Object outline annotations
* BEGIN *

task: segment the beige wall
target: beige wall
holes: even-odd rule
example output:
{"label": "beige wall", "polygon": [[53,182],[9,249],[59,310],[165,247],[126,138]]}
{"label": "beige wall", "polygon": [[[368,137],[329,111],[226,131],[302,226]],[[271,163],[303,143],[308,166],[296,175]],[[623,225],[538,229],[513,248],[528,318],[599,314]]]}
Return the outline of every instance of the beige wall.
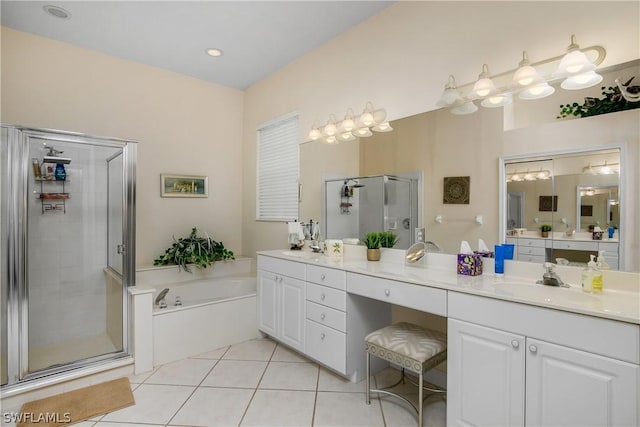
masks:
{"label": "beige wall", "polygon": [[[1,107],[4,123],[139,141],[138,265],[193,226],[242,253],[241,91],[3,27]],[[161,173],[208,175],[209,198],[160,198]]]}
{"label": "beige wall", "polygon": [[[532,60],[554,57],[564,52],[572,33],[576,33],[582,46],[600,44],[607,49],[602,66],[640,56],[637,2],[580,2],[579,13],[576,5],[576,2],[398,2],[249,88],[245,94],[242,192],[245,253],[281,247],[286,232],[283,224],[255,221],[255,130],[259,123],[298,111],[302,137],[306,138],[305,130],[312,124],[323,124],[329,114],[339,117],[349,107],[359,111],[367,101],[385,107],[392,120],[433,110],[449,74],[454,73],[457,81],[464,84],[477,78],[483,63],[488,63],[494,72],[513,69],[523,49],[528,50]],[[616,24],[598,24],[603,16]],[[532,24],[536,22],[540,24]],[[526,31],[522,30],[523,25],[527,26]],[[481,206],[480,212],[475,209],[480,206],[469,206],[450,212],[443,206],[441,213],[445,218],[472,218],[482,213],[486,227],[482,230],[490,230],[490,213],[497,212],[498,205],[498,158],[513,153],[513,149],[508,143],[501,143],[502,139],[491,143],[495,129],[483,122],[477,124],[477,129],[486,139],[474,139],[484,141],[483,145],[478,147],[468,140],[472,132],[465,127],[478,117],[459,118],[459,126],[449,129],[453,132],[449,145],[395,154],[417,157],[430,151],[433,154],[430,161],[442,169],[425,170],[425,177],[442,179],[454,172],[472,176],[472,191],[487,198],[487,208]],[[562,148],[565,142],[568,147],[574,146],[569,140],[556,140],[549,145],[554,149]],[[447,163],[454,147],[466,153],[459,164]],[[538,145],[529,145],[523,149],[538,151],[537,148]],[[457,173],[458,170],[461,172]],[[427,197],[441,184],[430,185],[431,190],[425,188]],[[434,203],[439,201],[435,199]],[[318,216],[309,211],[305,215]],[[425,213],[425,221],[430,220],[431,214]],[[480,232],[472,222],[468,227],[470,233]],[[428,237],[447,247],[457,244],[444,243],[446,229],[440,230],[442,237]],[[484,235],[484,231],[480,234]]]}
{"label": "beige wall", "polygon": [[[497,218],[497,180],[502,135],[502,112],[455,116],[444,110],[419,114],[393,122],[394,132],[375,134],[360,142],[360,174],[424,172],[423,217],[427,240],[444,252],[456,253],[460,240],[473,248],[479,238],[497,243],[498,223],[475,223],[475,216]],[[444,177],[469,176],[469,204],[444,204]],[[442,223],[435,217],[441,215]]]}

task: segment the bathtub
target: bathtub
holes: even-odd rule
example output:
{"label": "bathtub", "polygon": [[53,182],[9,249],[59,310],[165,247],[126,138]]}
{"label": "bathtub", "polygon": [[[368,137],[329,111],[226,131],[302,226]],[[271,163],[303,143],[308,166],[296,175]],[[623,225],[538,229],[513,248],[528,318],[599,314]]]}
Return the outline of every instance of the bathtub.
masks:
{"label": "bathtub", "polygon": [[[164,289],[169,289],[165,296],[167,307],[159,308],[154,304],[154,316],[255,296],[256,276],[213,277],[158,286],[153,292],[154,301]],[[180,298],[181,305],[176,305],[177,298]]]}
{"label": "bathtub", "polygon": [[255,273],[156,284],[154,302],[166,288],[167,308],[152,311],[154,366],[258,337]]}

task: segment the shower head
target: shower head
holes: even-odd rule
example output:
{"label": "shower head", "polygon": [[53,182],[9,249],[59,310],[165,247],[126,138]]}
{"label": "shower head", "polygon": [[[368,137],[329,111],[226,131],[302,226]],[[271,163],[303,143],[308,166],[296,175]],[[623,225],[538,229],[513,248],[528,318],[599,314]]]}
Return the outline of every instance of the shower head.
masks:
{"label": "shower head", "polygon": [[[348,184],[349,184],[349,182],[354,182],[355,184],[353,184],[353,185],[348,185]],[[355,179],[353,179],[353,178],[345,179],[345,180],[344,180],[344,185],[345,185],[345,186],[348,186],[348,187],[350,187],[350,188],[362,188],[362,187],[364,187],[364,184],[360,184],[360,183],[358,183],[358,181],[356,181],[356,180],[355,180]]]}
{"label": "shower head", "polygon": [[43,161],[45,163],[62,163],[63,165],[68,165],[69,163],[71,163],[71,158],[60,157],[60,154],[64,153],[64,151],[56,150],[54,147],[46,144],[44,148],[49,150],[43,158]]}

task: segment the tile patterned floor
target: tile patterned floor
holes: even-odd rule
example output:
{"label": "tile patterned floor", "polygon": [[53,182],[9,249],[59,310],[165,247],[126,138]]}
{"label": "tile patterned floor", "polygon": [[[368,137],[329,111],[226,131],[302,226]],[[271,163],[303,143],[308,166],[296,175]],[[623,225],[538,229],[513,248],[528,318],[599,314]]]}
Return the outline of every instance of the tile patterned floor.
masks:
{"label": "tile patterned floor", "polygon": [[[397,371],[375,377],[394,382]],[[76,424],[149,426],[415,426],[397,399],[364,400],[354,384],[269,339],[246,341],[130,378],[136,405]],[[415,387],[407,384],[407,396]],[[445,403],[427,401],[425,422],[444,426]],[[430,403],[429,403],[430,402]]]}

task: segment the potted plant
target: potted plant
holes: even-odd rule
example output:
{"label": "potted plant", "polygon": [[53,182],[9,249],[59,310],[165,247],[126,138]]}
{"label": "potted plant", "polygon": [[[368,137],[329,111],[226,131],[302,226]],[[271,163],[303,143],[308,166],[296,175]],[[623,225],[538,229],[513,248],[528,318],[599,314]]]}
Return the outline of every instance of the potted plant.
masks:
{"label": "potted plant", "polygon": [[549,224],[542,224],[540,226],[540,236],[549,237],[550,231],[551,231],[551,226]]}
{"label": "potted plant", "polygon": [[232,251],[226,249],[222,242],[216,242],[208,235],[199,237],[195,227],[188,237],[173,238],[174,243],[164,254],[153,260],[153,265],[177,265],[179,269],[191,273],[189,264],[197,268],[207,268],[214,261],[235,259]]}
{"label": "potted plant", "polygon": [[383,248],[392,248],[398,243],[398,235],[393,231],[382,231],[380,233],[380,246]]}
{"label": "potted plant", "polygon": [[380,261],[381,233],[371,231],[365,234],[363,242],[367,247],[367,261]]}

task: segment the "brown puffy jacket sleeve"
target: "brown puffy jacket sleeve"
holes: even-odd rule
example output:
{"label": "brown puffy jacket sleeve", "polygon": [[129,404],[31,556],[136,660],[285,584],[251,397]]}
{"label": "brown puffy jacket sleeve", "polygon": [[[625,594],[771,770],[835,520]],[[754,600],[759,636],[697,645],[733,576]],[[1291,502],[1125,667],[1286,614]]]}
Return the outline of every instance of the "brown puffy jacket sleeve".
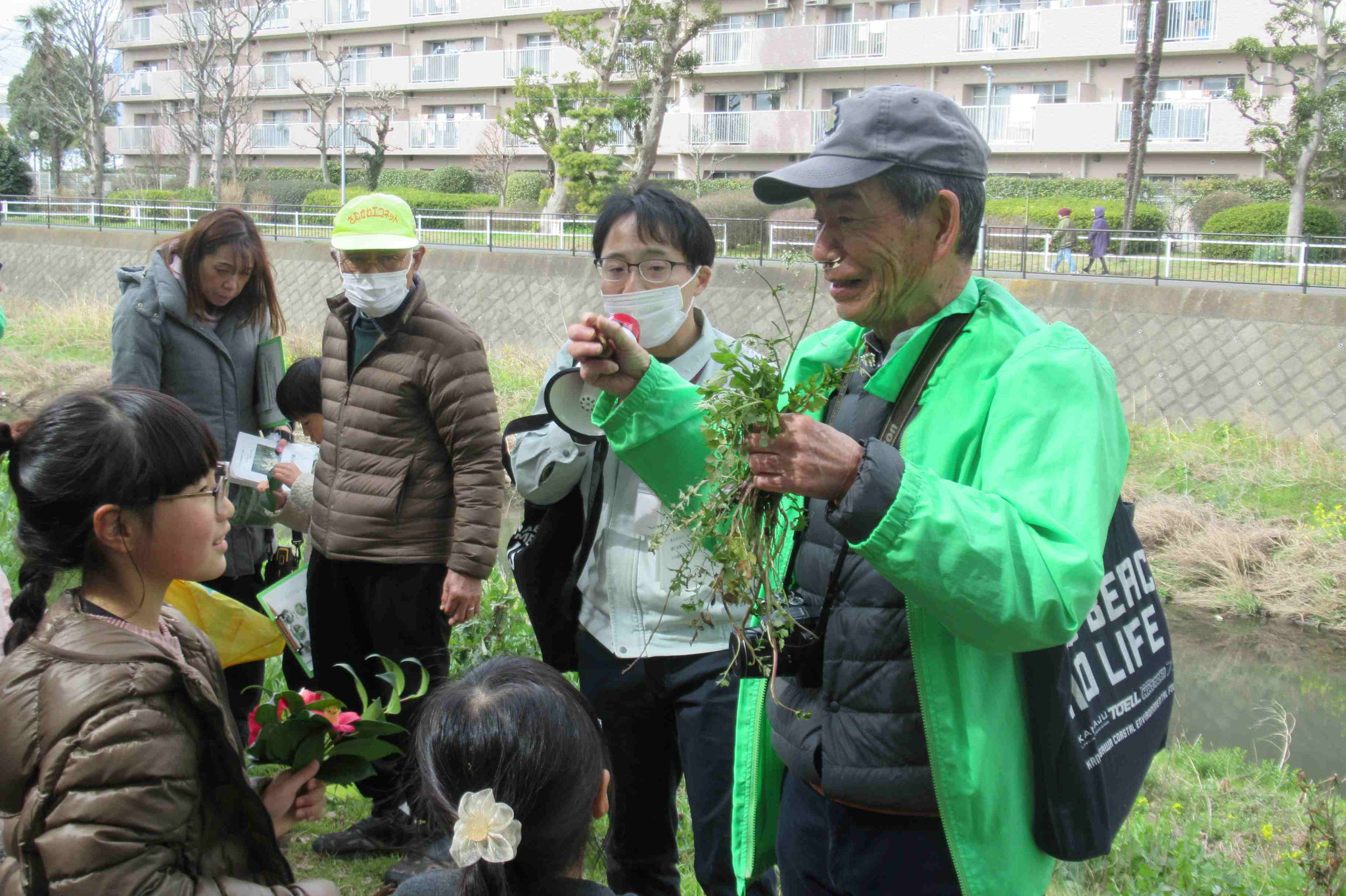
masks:
{"label": "brown puffy jacket sleeve", "polygon": [[470,351],[440,356],[428,369],[427,391],[454,470],[448,568],[485,579],[499,548],[505,477],[495,388],[481,341],[474,339]]}

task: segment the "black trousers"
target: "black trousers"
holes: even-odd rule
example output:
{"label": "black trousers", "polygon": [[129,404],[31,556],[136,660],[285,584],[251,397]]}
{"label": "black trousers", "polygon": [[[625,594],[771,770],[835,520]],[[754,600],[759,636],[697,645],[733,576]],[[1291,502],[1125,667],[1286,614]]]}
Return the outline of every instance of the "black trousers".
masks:
{"label": "black trousers", "polygon": [[775,832],[782,896],[958,896],[938,818],[835,803],[786,772]]}
{"label": "black trousers", "polygon": [[[389,685],[378,678],[384,672],[377,660],[420,660],[431,676],[431,688],[448,677],[448,635],[452,627],[439,610],[447,568],[441,563],[366,563],[328,560],[316,548],[308,556],[308,622],[314,639],[314,686],[326,690],[359,712],[359,693],[350,673],[338,669],[349,664],[359,673],[369,697],[382,695],[388,704]],[[406,688],[420,682],[415,665],[402,666]],[[408,704],[392,721],[411,731],[417,703]],[[402,748],[374,763],[373,778],[357,782],[359,793],[374,801],[376,815],[396,813],[409,795],[402,779],[411,736],[386,737]]]}
{"label": "black trousers", "polygon": [[[221,576],[210,582],[202,582],[211,591],[218,591],[233,598],[238,603],[265,615],[265,610],[257,603],[257,592],[262,590],[261,575]],[[229,712],[234,717],[234,724],[248,743],[248,713],[261,701],[261,684],[267,674],[267,661],[240,662],[225,669],[225,688],[229,697]]]}
{"label": "black trousers", "polygon": [[[735,896],[730,856],[734,720],[739,689],[715,682],[727,650],[622,660],[580,629],[580,690],[603,721],[612,754],[607,885],[616,893],[678,896],[677,786],[686,778],[696,880],[708,896]],[[774,876],[748,893],[775,893]]]}

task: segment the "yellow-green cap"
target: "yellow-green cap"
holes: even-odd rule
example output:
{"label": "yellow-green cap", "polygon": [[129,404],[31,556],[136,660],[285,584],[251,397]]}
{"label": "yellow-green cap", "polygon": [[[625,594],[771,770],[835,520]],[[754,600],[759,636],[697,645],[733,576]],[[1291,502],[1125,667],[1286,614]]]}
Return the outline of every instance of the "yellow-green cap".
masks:
{"label": "yellow-green cap", "polygon": [[406,200],[389,193],[357,196],[332,220],[332,249],[416,249],[416,219]]}

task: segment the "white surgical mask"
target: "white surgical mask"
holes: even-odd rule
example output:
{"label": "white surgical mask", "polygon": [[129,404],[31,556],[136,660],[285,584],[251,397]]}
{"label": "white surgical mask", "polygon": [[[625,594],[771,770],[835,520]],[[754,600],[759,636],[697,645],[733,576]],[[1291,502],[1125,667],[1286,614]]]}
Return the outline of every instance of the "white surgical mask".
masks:
{"label": "white surgical mask", "polygon": [[406,298],[406,271],[412,269],[413,261],[406,262],[402,270],[388,271],[386,274],[347,274],[341,273],[341,285],[346,290],[350,304],[365,312],[366,317],[384,317],[401,308]]}
{"label": "white surgical mask", "polygon": [[[603,296],[604,312],[612,314],[630,314],[641,325],[641,348],[654,348],[673,339],[690,309],[682,308],[682,287],[696,279],[701,271],[700,265],[686,278],[685,283],[669,283],[656,289],[646,289],[639,293],[622,293],[619,296]],[[637,274],[639,275],[639,274]]]}

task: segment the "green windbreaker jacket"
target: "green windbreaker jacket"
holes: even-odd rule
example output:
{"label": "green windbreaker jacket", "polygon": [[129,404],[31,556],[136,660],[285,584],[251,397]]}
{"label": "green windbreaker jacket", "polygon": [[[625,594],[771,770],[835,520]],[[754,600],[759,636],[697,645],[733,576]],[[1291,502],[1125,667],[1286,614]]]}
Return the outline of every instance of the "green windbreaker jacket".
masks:
{"label": "green windbreaker jacket", "polygon": [[[935,798],[962,892],[1040,896],[1053,860],[1032,840],[1015,654],[1065,643],[1093,606],[1129,443],[1104,356],[989,279],[972,278],[865,388],[894,400],[935,324],[960,312],[972,317],[902,439],[896,500],[851,547],[906,595]],[[863,334],[840,322],[805,339],[787,387],[844,364]],[[654,361],[625,400],[604,396],[594,410],[616,454],[670,506],[705,477],[699,398]]]}

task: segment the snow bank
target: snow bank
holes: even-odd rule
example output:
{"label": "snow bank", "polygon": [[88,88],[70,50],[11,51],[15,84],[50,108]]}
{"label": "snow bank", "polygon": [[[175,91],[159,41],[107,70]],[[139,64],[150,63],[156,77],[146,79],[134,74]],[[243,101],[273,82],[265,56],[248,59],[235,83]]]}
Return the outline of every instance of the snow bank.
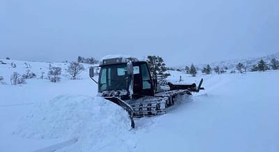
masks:
{"label": "snow bank", "polygon": [[71,151],[92,151],[130,129],[127,112],[99,97],[59,96],[34,106],[15,133],[35,139],[77,137],[68,147]]}

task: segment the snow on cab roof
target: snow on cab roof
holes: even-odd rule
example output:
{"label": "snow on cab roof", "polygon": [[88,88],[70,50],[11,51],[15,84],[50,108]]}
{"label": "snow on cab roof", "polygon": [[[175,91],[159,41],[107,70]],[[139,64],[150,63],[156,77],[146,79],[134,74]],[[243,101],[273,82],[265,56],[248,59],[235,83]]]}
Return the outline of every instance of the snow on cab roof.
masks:
{"label": "snow on cab roof", "polygon": [[110,65],[120,63],[127,63],[129,61],[145,61],[145,58],[139,58],[131,56],[131,55],[122,55],[122,54],[115,54],[115,55],[107,55],[101,59],[100,66],[103,65]]}

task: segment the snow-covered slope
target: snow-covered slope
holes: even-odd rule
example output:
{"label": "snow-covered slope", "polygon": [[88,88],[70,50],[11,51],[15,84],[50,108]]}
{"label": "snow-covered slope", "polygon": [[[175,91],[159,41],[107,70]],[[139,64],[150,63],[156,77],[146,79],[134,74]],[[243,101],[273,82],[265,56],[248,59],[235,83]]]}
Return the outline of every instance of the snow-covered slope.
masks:
{"label": "snow-covered slope", "polygon": [[170,73],[176,83],[203,77],[206,90],[166,114],[135,119],[133,130],[125,111],[96,96],[88,69],[77,80],[0,84],[0,151],[279,151],[279,71]]}
{"label": "snow-covered slope", "polygon": [[[262,57],[223,61],[213,63],[209,63],[209,64],[210,66],[213,68],[219,66],[220,68],[227,67],[229,69],[236,69],[236,65],[237,65],[239,63],[241,63],[246,66],[247,69],[250,70],[253,65],[257,65],[257,63],[261,59],[263,59],[267,63],[269,63],[270,61],[273,58],[276,59],[277,60],[279,60],[279,52]],[[204,67],[206,67],[206,65],[207,64],[197,65],[197,67],[199,68],[200,69],[202,69]]]}

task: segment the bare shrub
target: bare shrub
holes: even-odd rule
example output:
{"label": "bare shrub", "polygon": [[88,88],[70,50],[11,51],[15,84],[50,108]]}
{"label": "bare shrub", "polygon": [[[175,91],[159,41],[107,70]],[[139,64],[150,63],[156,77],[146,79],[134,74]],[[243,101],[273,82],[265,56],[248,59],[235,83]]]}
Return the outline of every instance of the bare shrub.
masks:
{"label": "bare shrub", "polygon": [[69,66],[66,69],[66,72],[68,73],[72,79],[77,79],[78,75],[84,70],[83,66],[77,62],[70,62]]}
{"label": "bare shrub", "polygon": [[36,74],[31,73],[29,69],[26,70],[26,73],[22,75],[24,79],[31,79],[36,77]]}
{"label": "bare shrub", "polygon": [[61,73],[61,68],[60,67],[51,66],[48,72],[48,78],[50,82],[56,82],[61,79],[60,75]]}
{"label": "bare shrub", "polygon": [[10,76],[10,84],[12,85],[17,85],[17,84],[24,84],[25,79],[20,75],[18,73],[13,73]]}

* END *

• Goal
Quote exactly and only the lines from the one holding "task: segment the snow-covered slope" through the end of the data.

• Solution
task: segment the snow-covered slope
target: snow-covered slope
holes: even-odd rule
example output:
{"label": "snow-covered slope", "polygon": [[88,88],[70,50],[11,51],[15,84],[50,108]]}
{"label": "snow-covered slope", "polygon": [[[175,91],[159,41],[107,70]],[[139,64],[150,63],[156,77],[146,79],[134,74]],[[243,101],[273,82],[265,56],[248,59],[235,83]]]}
Return the outline of every instance of the snow-covered slope.
masks:
{"label": "snow-covered slope", "polygon": [[170,73],[176,83],[203,77],[206,90],[166,114],[135,119],[133,130],[125,111],[96,96],[88,69],[77,80],[0,84],[0,151],[279,151],[279,71]]}
{"label": "snow-covered slope", "polygon": [[[262,57],[223,61],[213,63],[209,63],[209,64],[210,66],[213,68],[219,66],[220,68],[227,67],[229,69],[236,69],[236,65],[237,65],[239,63],[241,63],[246,66],[247,69],[250,70],[253,65],[257,65],[257,63],[261,59],[263,59],[267,63],[269,63],[270,61],[273,58],[276,59],[277,60],[279,60],[279,52]],[[204,67],[206,67],[206,65],[207,64],[197,65],[197,67],[199,68],[200,69],[202,69]]]}

task: segment the bare shrub
target: bare shrub
holes: even-odd rule
example output:
{"label": "bare shrub", "polygon": [[88,88],[70,50],[11,51],[15,84],[50,108]]}
{"label": "bare shrub", "polygon": [[[175,91],[159,41],[107,70]],[[139,64],[150,63],[156,77],[146,79],[134,74]],[[243,101],[273,82],[265,56],[248,59],[235,83]]]}
Return the outline of every instance of the bare shrub.
masks:
{"label": "bare shrub", "polygon": [[69,66],[66,69],[66,72],[68,73],[72,79],[77,79],[78,75],[84,70],[83,66],[77,62],[70,62]]}
{"label": "bare shrub", "polygon": [[36,74],[31,73],[29,69],[26,70],[26,73],[22,75],[24,79],[31,79],[36,77]]}
{"label": "bare shrub", "polygon": [[61,73],[61,68],[60,67],[51,66],[48,72],[48,78],[50,82],[56,82],[61,79],[60,75]]}
{"label": "bare shrub", "polygon": [[10,76],[10,84],[12,85],[17,85],[17,84],[24,84],[25,79],[20,75],[18,73],[13,73]]}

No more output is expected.